Point annotation records
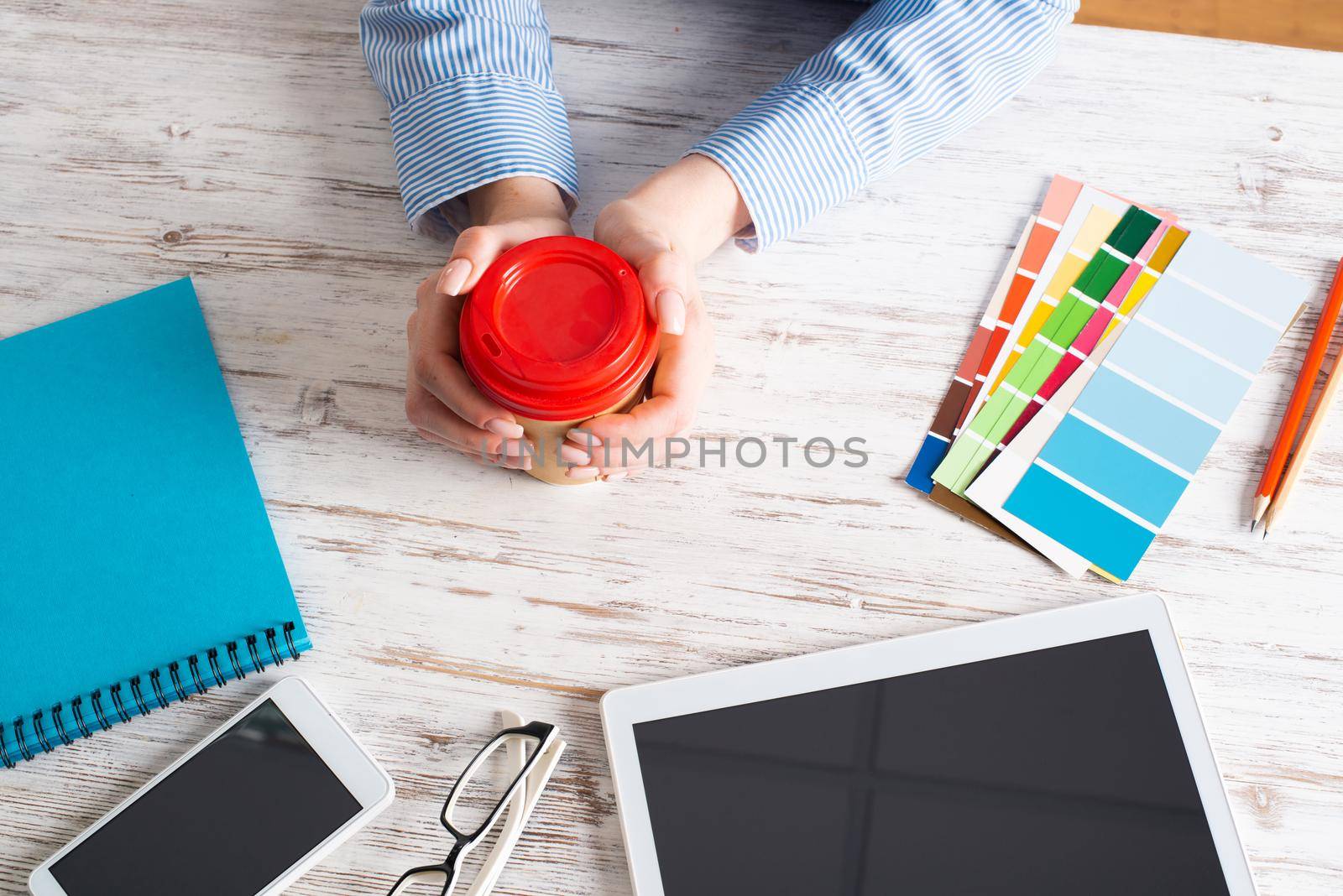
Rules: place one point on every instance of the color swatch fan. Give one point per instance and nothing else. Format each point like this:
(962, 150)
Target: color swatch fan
(1127, 358)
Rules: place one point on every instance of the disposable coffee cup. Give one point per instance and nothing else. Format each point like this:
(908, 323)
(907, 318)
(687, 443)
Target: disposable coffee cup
(557, 331)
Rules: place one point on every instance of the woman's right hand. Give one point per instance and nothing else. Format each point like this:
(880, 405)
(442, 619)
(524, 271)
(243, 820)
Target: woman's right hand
(441, 401)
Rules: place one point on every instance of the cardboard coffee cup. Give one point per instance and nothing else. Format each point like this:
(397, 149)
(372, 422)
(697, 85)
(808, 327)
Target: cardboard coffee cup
(557, 331)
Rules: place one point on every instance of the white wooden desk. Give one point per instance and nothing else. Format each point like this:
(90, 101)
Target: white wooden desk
(243, 143)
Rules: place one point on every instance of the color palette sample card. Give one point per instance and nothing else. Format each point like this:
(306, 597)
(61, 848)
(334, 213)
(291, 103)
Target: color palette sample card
(1022, 270)
(1112, 385)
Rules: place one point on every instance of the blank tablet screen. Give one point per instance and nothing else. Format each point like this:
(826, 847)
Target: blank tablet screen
(1053, 772)
(226, 822)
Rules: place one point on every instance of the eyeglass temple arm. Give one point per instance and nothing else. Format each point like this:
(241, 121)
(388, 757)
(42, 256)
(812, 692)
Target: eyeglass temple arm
(523, 802)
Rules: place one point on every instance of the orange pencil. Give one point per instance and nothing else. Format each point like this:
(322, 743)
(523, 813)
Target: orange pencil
(1303, 451)
(1300, 398)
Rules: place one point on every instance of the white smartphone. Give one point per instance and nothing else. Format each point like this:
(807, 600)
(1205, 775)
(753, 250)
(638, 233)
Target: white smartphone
(243, 813)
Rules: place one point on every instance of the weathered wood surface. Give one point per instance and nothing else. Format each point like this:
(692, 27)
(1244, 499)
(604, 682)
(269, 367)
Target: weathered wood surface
(245, 145)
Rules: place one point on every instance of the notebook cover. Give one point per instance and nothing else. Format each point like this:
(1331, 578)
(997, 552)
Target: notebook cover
(132, 534)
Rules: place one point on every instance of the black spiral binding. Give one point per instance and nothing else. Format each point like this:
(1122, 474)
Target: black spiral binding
(254, 660)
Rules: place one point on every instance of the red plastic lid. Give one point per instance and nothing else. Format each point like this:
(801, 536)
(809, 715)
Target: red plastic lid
(557, 329)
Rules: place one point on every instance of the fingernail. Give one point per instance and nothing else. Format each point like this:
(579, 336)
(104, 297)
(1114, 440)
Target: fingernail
(575, 455)
(672, 311)
(454, 275)
(507, 428)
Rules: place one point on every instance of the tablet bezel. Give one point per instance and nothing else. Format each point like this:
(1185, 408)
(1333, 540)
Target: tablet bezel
(622, 708)
(335, 743)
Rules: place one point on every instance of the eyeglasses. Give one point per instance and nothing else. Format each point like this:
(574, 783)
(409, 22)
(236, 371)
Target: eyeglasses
(534, 750)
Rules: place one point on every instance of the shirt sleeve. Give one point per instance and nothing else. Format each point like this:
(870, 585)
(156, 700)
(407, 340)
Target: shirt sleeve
(903, 80)
(472, 101)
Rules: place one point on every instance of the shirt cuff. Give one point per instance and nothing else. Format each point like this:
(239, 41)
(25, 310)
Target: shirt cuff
(792, 156)
(472, 130)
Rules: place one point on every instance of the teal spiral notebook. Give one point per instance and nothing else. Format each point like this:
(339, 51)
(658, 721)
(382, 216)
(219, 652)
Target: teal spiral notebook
(138, 565)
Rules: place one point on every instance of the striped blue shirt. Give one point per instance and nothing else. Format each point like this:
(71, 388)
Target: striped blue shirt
(473, 101)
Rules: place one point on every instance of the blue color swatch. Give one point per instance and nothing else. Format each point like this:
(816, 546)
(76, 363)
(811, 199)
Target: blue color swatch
(1168, 388)
(930, 455)
(133, 533)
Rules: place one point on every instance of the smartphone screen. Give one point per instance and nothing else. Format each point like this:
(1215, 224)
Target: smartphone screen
(227, 822)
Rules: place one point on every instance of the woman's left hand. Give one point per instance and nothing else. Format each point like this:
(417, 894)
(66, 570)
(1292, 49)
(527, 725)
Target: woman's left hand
(664, 228)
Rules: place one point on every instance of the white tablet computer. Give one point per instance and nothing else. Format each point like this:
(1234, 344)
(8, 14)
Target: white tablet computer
(243, 813)
(1051, 754)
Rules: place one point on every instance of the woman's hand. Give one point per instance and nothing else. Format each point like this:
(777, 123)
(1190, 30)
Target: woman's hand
(664, 228)
(441, 401)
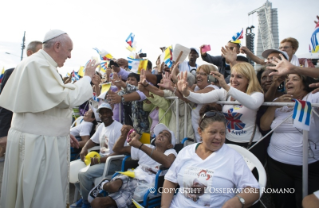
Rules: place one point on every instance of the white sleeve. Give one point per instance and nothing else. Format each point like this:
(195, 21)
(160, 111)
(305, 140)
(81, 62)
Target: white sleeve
(253, 101)
(135, 153)
(243, 177)
(86, 128)
(75, 130)
(210, 97)
(96, 136)
(172, 172)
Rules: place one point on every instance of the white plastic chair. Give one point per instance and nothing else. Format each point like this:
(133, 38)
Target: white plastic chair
(253, 162)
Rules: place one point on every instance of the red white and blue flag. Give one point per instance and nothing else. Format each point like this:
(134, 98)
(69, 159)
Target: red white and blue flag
(302, 114)
(239, 35)
(75, 76)
(130, 39)
(1, 75)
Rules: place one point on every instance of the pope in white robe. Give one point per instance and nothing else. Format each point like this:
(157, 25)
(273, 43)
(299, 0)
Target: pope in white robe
(37, 157)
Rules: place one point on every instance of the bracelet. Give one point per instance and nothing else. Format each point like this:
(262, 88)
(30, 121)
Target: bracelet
(141, 146)
(122, 99)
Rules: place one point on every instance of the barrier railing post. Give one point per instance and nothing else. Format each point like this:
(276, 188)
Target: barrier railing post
(185, 119)
(305, 164)
(177, 119)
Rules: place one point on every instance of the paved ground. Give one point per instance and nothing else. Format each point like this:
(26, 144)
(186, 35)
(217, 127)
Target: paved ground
(266, 198)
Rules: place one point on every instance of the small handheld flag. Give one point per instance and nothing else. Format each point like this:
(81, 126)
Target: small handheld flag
(136, 65)
(168, 56)
(236, 38)
(103, 65)
(314, 39)
(302, 114)
(105, 87)
(81, 71)
(1, 75)
(130, 39)
(104, 54)
(75, 76)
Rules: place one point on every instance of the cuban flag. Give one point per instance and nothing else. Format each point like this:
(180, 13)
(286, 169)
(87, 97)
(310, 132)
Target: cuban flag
(314, 39)
(238, 36)
(94, 97)
(168, 56)
(104, 55)
(1, 75)
(302, 114)
(136, 65)
(130, 39)
(233, 120)
(103, 65)
(75, 76)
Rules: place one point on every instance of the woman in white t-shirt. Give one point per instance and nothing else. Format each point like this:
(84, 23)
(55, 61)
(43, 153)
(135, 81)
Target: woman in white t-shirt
(285, 151)
(241, 118)
(203, 85)
(121, 188)
(210, 174)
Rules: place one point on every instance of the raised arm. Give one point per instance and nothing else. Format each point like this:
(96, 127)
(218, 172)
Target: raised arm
(284, 67)
(165, 160)
(252, 56)
(119, 147)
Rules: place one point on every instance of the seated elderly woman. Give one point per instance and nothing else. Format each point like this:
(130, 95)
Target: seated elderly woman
(241, 117)
(285, 151)
(121, 188)
(207, 172)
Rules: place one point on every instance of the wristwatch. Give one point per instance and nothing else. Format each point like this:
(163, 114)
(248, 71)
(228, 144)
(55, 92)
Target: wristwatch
(242, 201)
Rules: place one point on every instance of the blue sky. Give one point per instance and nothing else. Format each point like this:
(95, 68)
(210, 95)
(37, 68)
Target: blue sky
(106, 24)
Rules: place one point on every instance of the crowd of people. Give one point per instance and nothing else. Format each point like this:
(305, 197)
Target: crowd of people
(37, 106)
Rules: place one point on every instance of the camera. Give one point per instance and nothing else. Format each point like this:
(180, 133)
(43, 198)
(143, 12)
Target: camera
(142, 55)
(113, 63)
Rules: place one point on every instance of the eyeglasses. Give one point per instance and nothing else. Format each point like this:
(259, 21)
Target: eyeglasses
(264, 78)
(284, 47)
(211, 114)
(272, 58)
(201, 73)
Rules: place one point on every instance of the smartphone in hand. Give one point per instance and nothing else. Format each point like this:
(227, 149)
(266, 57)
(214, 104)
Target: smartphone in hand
(205, 48)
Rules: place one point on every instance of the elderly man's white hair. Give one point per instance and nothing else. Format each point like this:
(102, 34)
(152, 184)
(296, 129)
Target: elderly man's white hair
(54, 36)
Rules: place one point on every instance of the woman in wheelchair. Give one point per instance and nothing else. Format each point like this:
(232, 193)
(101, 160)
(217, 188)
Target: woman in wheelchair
(121, 188)
(210, 174)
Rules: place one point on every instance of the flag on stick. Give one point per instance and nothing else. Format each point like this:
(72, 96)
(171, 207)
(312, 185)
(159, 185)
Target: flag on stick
(1, 75)
(302, 114)
(135, 65)
(130, 39)
(105, 87)
(104, 54)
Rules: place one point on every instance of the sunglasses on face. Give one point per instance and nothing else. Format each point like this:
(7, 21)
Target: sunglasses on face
(211, 114)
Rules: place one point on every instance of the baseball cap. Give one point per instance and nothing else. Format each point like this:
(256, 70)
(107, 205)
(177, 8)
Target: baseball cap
(104, 105)
(266, 53)
(161, 127)
(195, 49)
(52, 34)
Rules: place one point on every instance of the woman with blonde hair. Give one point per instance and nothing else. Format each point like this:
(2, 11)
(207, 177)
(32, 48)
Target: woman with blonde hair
(241, 118)
(203, 85)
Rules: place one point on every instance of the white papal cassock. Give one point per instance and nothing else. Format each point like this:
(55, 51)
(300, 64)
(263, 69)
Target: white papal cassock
(37, 156)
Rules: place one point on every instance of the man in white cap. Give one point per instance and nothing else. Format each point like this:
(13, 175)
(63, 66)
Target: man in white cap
(121, 188)
(106, 135)
(190, 65)
(37, 158)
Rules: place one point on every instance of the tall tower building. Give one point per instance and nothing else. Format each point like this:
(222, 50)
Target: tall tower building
(267, 36)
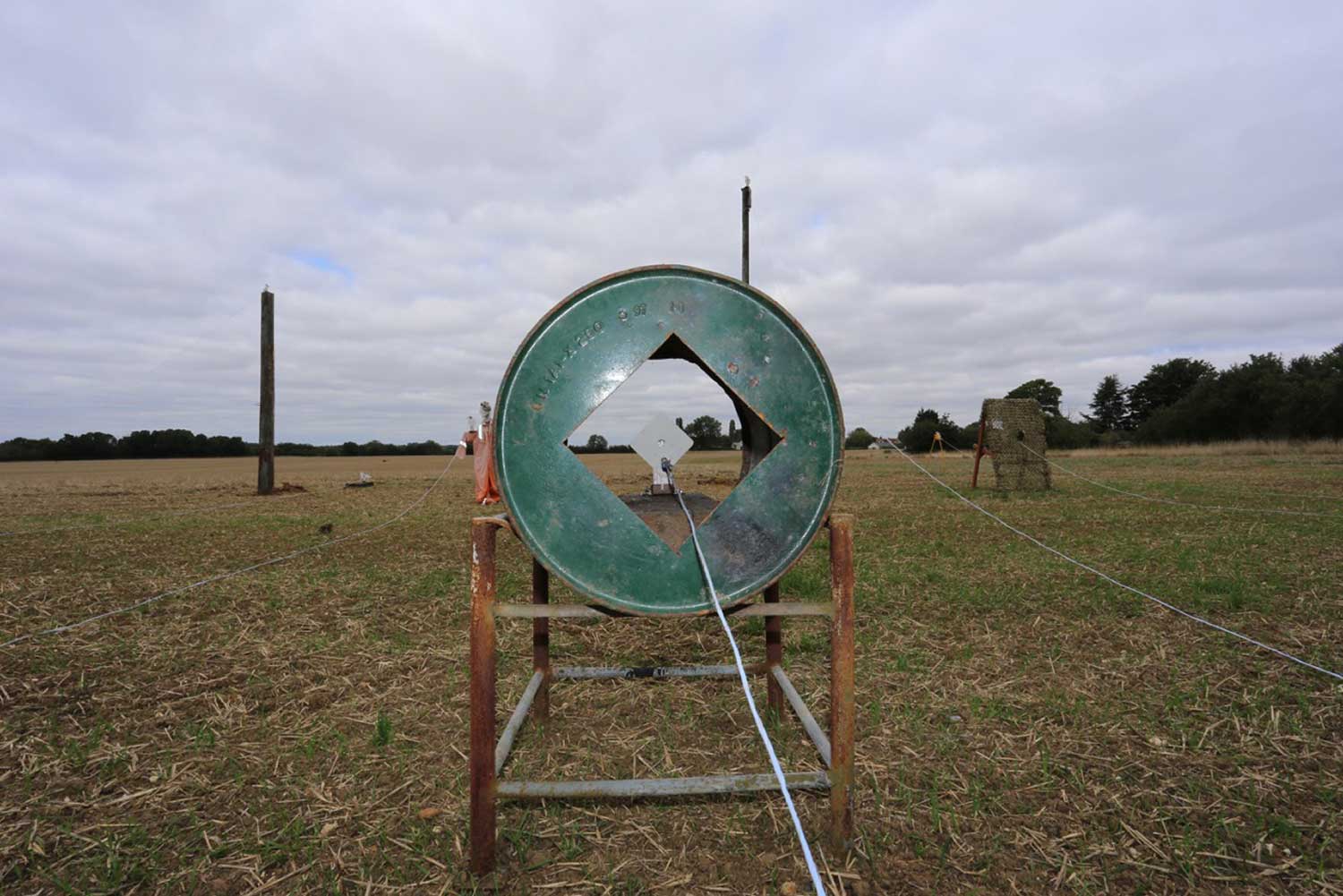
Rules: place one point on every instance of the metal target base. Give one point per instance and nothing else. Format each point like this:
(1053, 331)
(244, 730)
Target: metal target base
(488, 756)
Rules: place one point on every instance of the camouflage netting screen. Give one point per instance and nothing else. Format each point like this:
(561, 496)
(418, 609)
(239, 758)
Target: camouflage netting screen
(1012, 424)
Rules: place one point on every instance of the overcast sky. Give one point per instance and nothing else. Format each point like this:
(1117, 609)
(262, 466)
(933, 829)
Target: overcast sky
(953, 199)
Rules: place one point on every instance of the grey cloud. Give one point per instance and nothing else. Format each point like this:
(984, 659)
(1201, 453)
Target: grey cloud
(953, 201)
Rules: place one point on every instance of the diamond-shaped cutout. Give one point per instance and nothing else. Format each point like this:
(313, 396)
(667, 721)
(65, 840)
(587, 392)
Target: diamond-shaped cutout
(674, 381)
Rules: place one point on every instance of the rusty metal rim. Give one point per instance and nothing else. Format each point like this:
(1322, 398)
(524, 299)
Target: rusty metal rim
(797, 329)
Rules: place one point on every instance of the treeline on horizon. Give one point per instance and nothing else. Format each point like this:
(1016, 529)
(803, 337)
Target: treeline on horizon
(1181, 400)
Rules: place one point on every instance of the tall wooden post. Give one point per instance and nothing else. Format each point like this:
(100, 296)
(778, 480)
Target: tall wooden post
(542, 643)
(746, 233)
(774, 651)
(266, 438)
(841, 681)
(483, 696)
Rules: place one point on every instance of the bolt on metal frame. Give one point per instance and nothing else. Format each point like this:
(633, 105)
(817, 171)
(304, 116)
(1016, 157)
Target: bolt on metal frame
(489, 755)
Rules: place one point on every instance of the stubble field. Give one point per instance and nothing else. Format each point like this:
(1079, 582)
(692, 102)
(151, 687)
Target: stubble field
(1022, 726)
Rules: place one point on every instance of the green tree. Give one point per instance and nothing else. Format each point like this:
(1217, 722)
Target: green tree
(1109, 405)
(1045, 392)
(860, 438)
(1165, 384)
(706, 431)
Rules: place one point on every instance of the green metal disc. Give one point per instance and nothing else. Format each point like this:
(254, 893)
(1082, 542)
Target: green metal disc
(582, 351)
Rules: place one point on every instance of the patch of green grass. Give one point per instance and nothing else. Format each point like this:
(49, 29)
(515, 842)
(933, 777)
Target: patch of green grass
(383, 730)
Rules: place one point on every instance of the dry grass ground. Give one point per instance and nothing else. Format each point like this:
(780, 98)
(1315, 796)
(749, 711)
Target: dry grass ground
(1022, 727)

■ **EXERCISE PROMPT**
Return the line that contains "Rules: place one point on every instance of the rusty" and all lines after it, verbatim, and nothing else.

■ **THE COMPLETED TASK**
Rules: place one point on every instance of the rusty metal rim. Give one point per instance and nothing else. Format each point like this:
(1322, 398)
(524, 299)
Target: rusty metal rim
(797, 329)
Rules: place one point on every instance of the treeline on horizon. Give one point per instance and nothing else. Format each point like this:
(1016, 529)
(803, 337)
Target: treeline on horizon
(1181, 400)
Rules: place one point on every instance of the tall wooden post. Give one point per instance and nothing else. Format each point like this:
(100, 296)
(778, 480)
Target: tall wooden post
(542, 643)
(746, 233)
(774, 651)
(266, 438)
(841, 681)
(483, 696)
Rules: place one point on every instance of the bolt on metal frame. Give one point per instance and nothing else. Format each point like this:
(633, 105)
(817, 171)
(304, 116)
(1016, 157)
Target: bolt on metal frame
(489, 755)
Rules: place one point on every instance of the stubble field. Give one point per instance and nothing else. Format each point like this:
(1079, 582)
(692, 102)
(151, 687)
Target: stubble field
(1022, 726)
Rules: place one point on every instance of the green tree. Give one point per instance and nothing else. Format each point like this:
(1217, 722)
Target: green tree
(1109, 405)
(1045, 392)
(860, 438)
(1165, 384)
(706, 431)
Rules: place one point on every instance of the green metal disc. Give one point per instance and nothing else. Format each point like this:
(254, 893)
(1082, 542)
Target: green metal disc
(582, 351)
Rules: place one point on every instance of the patch of green grass. Give one point per instance and nothing else. Format each point like this:
(49, 29)
(515, 842)
(933, 777)
Target: patch of green grass
(383, 730)
Rules: place one point on every instance of the dry grass ground. Give one point per instance and nothing else. Format each point like this:
(780, 98)
(1315, 796)
(749, 711)
Target: dry grass ground
(1022, 727)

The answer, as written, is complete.